◆ EXERCISE BRIEF
In the material below, how many lines contain "window"? Answer with the number alone.

◆ RECORDS FOR THIS EXERCISE
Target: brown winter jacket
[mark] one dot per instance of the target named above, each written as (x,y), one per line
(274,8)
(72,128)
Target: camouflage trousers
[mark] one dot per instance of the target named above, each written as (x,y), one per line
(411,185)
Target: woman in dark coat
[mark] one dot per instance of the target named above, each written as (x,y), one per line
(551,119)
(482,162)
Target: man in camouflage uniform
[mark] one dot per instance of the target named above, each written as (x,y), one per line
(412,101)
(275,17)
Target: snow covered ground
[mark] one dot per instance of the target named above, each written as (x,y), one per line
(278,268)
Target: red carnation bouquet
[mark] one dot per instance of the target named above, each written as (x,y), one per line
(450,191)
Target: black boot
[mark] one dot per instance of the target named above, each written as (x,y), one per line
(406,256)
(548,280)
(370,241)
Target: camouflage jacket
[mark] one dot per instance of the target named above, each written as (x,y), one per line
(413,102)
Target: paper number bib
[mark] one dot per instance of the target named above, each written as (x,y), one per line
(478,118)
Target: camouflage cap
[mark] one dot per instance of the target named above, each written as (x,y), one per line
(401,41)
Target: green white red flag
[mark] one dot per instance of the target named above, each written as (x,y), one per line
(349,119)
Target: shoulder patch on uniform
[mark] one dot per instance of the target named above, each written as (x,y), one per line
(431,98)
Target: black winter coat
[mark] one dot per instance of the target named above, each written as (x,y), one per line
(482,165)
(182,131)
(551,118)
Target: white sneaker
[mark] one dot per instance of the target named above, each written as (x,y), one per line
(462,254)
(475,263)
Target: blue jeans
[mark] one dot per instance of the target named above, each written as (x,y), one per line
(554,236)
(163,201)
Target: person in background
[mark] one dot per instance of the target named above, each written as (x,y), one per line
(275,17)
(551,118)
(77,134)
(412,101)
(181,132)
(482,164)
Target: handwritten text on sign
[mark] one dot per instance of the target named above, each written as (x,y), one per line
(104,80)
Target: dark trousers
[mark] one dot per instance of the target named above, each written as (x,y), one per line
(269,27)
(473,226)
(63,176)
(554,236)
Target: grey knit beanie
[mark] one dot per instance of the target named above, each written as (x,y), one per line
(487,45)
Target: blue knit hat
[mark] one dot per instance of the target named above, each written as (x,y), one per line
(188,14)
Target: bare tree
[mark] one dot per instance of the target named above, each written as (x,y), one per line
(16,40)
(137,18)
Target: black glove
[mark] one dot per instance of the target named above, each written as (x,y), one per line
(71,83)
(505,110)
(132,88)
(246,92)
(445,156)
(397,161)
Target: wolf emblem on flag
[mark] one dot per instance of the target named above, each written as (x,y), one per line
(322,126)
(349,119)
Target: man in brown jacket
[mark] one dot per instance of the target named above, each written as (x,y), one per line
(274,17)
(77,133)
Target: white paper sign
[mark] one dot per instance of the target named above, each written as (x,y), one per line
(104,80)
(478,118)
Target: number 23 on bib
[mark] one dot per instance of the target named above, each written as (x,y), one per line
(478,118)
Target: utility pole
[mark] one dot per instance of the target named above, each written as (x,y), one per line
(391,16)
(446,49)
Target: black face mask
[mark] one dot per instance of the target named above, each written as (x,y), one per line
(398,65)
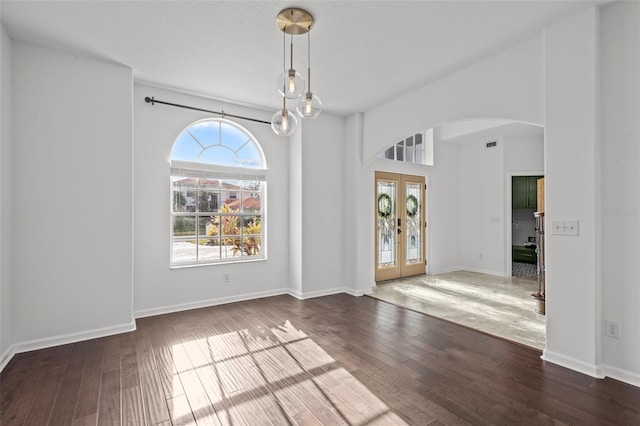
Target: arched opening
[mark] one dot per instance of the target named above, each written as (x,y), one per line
(473,227)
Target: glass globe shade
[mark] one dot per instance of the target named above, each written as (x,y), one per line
(309,106)
(291,84)
(284,122)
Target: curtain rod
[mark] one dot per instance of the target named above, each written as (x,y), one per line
(153,101)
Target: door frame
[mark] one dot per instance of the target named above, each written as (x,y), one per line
(508,272)
(401,250)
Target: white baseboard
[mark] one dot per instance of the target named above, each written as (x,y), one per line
(622,375)
(6,356)
(328,292)
(573,364)
(63,339)
(142,313)
(483,271)
(445,270)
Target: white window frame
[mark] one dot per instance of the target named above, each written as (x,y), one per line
(240,250)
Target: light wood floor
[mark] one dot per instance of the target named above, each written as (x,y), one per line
(500,306)
(331,360)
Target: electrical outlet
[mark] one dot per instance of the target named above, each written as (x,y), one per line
(612,329)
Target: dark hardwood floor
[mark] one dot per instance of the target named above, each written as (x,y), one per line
(331,360)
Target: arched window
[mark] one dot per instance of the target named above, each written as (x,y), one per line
(218,188)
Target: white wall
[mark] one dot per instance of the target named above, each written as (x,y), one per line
(524,154)
(482,198)
(72,197)
(295,212)
(6,338)
(508,85)
(159,288)
(571,134)
(323,205)
(620,47)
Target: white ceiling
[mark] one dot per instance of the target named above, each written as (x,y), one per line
(363,52)
(464,132)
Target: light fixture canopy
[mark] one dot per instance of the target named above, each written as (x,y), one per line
(294,21)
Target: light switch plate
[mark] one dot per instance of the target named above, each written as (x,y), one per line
(564,227)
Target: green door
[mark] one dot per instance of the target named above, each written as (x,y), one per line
(524,192)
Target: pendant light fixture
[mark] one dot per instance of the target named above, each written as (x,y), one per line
(291,85)
(284,122)
(309,106)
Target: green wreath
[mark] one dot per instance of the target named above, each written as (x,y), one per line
(412,205)
(384,205)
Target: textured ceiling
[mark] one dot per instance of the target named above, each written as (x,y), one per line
(363,52)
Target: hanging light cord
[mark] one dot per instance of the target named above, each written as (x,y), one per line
(309,59)
(284,68)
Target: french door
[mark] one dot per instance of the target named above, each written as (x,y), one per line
(399,225)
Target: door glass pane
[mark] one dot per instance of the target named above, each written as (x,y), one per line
(414,220)
(386,195)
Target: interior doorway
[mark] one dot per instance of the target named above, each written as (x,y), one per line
(399,226)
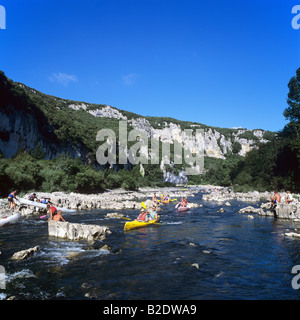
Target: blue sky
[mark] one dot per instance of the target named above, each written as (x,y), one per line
(220,63)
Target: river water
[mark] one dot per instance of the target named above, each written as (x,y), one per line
(199,254)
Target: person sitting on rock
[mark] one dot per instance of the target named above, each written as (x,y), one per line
(276,198)
(58,216)
(11,201)
(288,198)
(274,201)
(33,197)
(143,216)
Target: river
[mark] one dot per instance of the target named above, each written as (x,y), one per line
(194,255)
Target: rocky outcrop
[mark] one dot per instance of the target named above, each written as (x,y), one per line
(287,211)
(24,254)
(76,231)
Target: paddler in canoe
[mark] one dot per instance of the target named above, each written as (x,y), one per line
(146,216)
(55,214)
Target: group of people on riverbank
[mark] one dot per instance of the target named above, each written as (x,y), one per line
(55,214)
(277,198)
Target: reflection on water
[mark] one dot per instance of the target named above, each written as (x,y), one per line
(199,254)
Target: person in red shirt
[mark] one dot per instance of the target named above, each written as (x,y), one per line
(55,214)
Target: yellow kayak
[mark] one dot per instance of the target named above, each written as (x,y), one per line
(130,225)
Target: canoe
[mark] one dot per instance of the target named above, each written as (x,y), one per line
(9,219)
(43,205)
(183,209)
(130,225)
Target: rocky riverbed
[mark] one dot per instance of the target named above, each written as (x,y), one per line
(118,199)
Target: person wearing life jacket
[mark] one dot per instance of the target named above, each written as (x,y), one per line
(33,197)
(143,216)
(11,201)
(153,214)
(183,202)
(54,213)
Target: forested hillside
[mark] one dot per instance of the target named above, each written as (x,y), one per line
(48,144)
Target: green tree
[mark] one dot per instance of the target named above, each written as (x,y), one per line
(292,112)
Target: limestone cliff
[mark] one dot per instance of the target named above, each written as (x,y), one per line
(30,118)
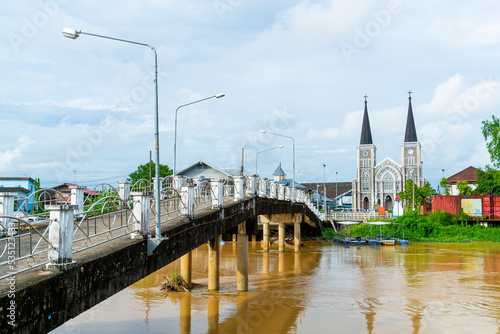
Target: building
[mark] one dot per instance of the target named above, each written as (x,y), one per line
(204,170)
(468,175)
(378,184)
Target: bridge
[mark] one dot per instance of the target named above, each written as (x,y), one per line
(63,254)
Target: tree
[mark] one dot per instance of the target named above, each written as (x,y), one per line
(464,188)
(142,172)
(444,184)
(491,133)
(488,180)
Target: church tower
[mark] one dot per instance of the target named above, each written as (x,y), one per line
(410,150)
(363,185)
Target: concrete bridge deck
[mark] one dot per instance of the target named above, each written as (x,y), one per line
(44,300)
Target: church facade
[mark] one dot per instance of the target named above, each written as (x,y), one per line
(378,184)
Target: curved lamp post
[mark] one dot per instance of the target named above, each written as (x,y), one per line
(74,34)
(217,96)
(269,149)
(293,143)
(317,186)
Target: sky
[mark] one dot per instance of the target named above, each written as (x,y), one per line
(84,110)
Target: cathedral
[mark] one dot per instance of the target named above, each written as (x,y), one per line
(378,184)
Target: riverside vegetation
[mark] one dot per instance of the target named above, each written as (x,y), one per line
(438,226)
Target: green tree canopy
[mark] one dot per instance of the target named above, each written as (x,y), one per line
(491,133)
(142,172)
(488,180)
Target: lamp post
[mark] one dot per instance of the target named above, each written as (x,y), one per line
(324,188)
(317,187)
(269,149)
(74,34)
(293,144)
(217,96)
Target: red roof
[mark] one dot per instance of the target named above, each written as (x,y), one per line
(469,174)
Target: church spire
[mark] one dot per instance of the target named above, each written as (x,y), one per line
(366,132)
(411,132)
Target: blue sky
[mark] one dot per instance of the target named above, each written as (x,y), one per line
(298,68)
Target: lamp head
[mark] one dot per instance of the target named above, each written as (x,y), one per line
(71,33)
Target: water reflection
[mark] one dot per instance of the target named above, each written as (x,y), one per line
(420,288)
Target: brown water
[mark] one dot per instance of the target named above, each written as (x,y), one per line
(420,288)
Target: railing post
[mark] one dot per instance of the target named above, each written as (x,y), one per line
(141,210)
(6,209)
(187,198)
(123,190)
(272,191)
(217,192)
(77,194)
(252,184)
(238,188)
(61,237)
(281,191)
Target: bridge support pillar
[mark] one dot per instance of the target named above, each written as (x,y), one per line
(61,237)
(242,259)
(186,268)
(141,209)
(281,237)
(213,264)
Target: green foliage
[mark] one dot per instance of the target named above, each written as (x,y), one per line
(438,226)
(491,133)
(488,180)
(463,188)
(444,184)
(142,172)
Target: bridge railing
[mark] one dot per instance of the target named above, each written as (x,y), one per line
(49,226)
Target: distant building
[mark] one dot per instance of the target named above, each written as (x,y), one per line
(379,184)
(468,175)
(204,170)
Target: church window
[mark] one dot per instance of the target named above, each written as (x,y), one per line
(365,180)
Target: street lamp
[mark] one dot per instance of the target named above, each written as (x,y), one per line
(293,143)
(269,149)
(317,187)
(217,96)
(74,34)
(324,187)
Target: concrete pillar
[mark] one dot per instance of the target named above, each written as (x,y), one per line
(281,237)
(296,237)
(187,200)
(141,210)
(77,197)
(6,209)
(252,184)
(281,191)
(217,192)
(273,189)
(123,190)
(61,236)
(213,264)
(185,316)
(213,314)
(242,259)
(186,268)
(238,188)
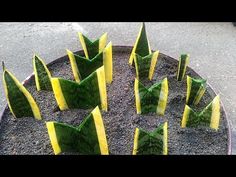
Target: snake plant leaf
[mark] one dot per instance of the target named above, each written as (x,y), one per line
(209,116)
(141,46)
(82,67)
(153,99)
(183,62)
(20,101)
(92,48)
(153,143)
(89,138)
(42,74)
(145,66)
(87,94)
(195,90)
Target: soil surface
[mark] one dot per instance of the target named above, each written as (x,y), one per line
(29,136)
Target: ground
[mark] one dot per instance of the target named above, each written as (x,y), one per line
(211,47)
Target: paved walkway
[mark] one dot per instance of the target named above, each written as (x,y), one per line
(210,45)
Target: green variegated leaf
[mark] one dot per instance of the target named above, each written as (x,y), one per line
(88,138)
(89,93)
(153,143)
(20,101)
(153,99)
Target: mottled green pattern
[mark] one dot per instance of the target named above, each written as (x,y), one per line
(183,65)
(149,97)
(196,85)
(82,139)
(88,139)
(142,65)
(150,143)
(203,118)
(142,46)
(86,67)
(82,95)
(19,103)
(43,78)
(92,47)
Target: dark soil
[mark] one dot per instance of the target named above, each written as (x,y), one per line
(29,136)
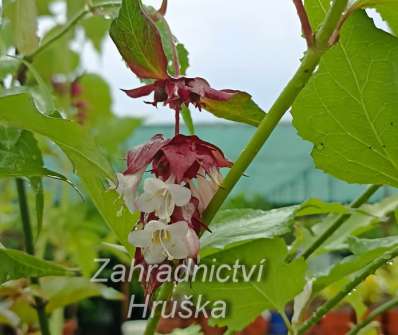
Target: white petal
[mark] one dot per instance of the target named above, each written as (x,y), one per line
(154,185)
(154,254)
(178,230)
(154,225)
(166,208)
(206,191)
(177,247)
(187,211)
(193,242)
(148,203)
(180,194)
(140,238)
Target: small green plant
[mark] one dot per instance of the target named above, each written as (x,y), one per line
(59,136)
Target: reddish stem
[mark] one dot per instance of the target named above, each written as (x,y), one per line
(177,121)
(305,22)
(163,9)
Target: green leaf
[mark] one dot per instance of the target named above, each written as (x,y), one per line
(238,225)
(90,165)
(139,41)
(239,108)
(280,282)
(362,245)
(362,221)
(16,264)
(365,252)
(62,291)
(25,26)
(348,109)
(170,43)
(20,154)
(318,207)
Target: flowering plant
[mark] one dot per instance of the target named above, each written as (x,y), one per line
(164,207)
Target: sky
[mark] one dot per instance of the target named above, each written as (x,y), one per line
(254,47)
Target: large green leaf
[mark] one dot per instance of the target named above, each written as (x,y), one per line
(139,41)
(239,108)
(365,251)
(20,155)
(238,225)
(89,163)
(16,264)
(280,282)
(348,109)
(63,291)
(360,222)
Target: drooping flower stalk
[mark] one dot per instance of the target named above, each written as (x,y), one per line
(184,176)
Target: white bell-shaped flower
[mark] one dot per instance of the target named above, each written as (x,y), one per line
(162,197)
(160,241)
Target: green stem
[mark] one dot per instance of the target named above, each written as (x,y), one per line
(29,246)
(374,314)
(165,292)
(280,107)
(336,224)
(69,25)
(324,309)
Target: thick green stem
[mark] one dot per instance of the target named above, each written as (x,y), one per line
(29,246)
(165,293)
(280,107)
(324,309)
(373,315)
(336,224)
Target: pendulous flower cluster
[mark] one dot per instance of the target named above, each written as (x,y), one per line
(184,176)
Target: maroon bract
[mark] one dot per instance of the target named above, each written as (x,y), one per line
(175,92)
(142,155)
(185,176)
(183,156)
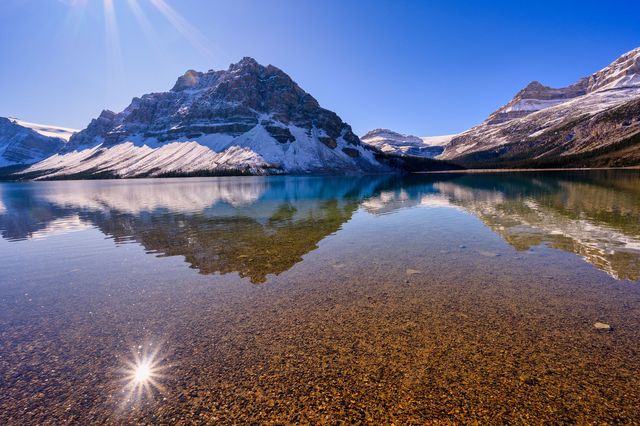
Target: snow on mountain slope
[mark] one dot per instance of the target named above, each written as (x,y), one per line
(437,140)
(396,143)
(590,123)
(20,145)
(250,118)
(47,130)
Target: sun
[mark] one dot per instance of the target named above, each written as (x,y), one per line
(142,376)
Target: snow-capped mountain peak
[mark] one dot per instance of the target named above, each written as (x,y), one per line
(250,117)
(23,143)
(593,122)
(397,143)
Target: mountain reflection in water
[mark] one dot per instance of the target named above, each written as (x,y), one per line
(265,225)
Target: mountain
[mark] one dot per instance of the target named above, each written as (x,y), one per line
(23,143)
(249,118)
(594,122)
(396,143)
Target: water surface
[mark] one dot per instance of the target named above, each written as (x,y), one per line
(447,297)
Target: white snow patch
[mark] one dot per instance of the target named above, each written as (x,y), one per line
(46,130)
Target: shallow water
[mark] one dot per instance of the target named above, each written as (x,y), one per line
(435,298)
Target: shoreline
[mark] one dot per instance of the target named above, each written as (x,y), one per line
(554,169)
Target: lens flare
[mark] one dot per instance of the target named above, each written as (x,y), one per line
(142,375)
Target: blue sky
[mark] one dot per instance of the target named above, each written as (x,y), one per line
(418,67)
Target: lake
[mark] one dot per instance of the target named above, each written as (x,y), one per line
(440,297)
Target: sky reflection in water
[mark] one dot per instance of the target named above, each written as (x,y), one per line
(261,226)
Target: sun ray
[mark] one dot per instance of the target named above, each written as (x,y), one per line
(194,37)
(142,375)
(145,25)
(114,54)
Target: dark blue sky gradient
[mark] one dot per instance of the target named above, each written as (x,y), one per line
(418,67)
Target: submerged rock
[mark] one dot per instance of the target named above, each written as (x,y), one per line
(602,326)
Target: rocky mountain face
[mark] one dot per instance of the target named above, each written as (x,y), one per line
(395,143)
(249,118)
(24,143)
(594,122)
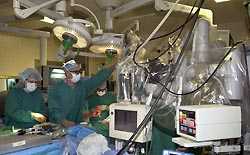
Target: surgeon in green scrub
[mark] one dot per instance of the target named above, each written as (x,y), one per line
(25,105)
(98,104)
(67,97)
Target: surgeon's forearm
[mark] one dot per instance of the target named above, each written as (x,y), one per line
(67,123)
(22,116)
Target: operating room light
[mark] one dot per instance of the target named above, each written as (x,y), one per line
(107,43)
(220,1)
(71,28)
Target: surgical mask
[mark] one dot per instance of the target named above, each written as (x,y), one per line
(30,87)
(75,77)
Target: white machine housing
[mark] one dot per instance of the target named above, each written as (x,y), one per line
(208,122)
(125,118)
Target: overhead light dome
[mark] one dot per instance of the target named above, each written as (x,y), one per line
(107,43)
(72,29)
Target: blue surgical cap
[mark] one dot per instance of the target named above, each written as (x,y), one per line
(71,65)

◆ ANSWER TO THIS PROBLEM
3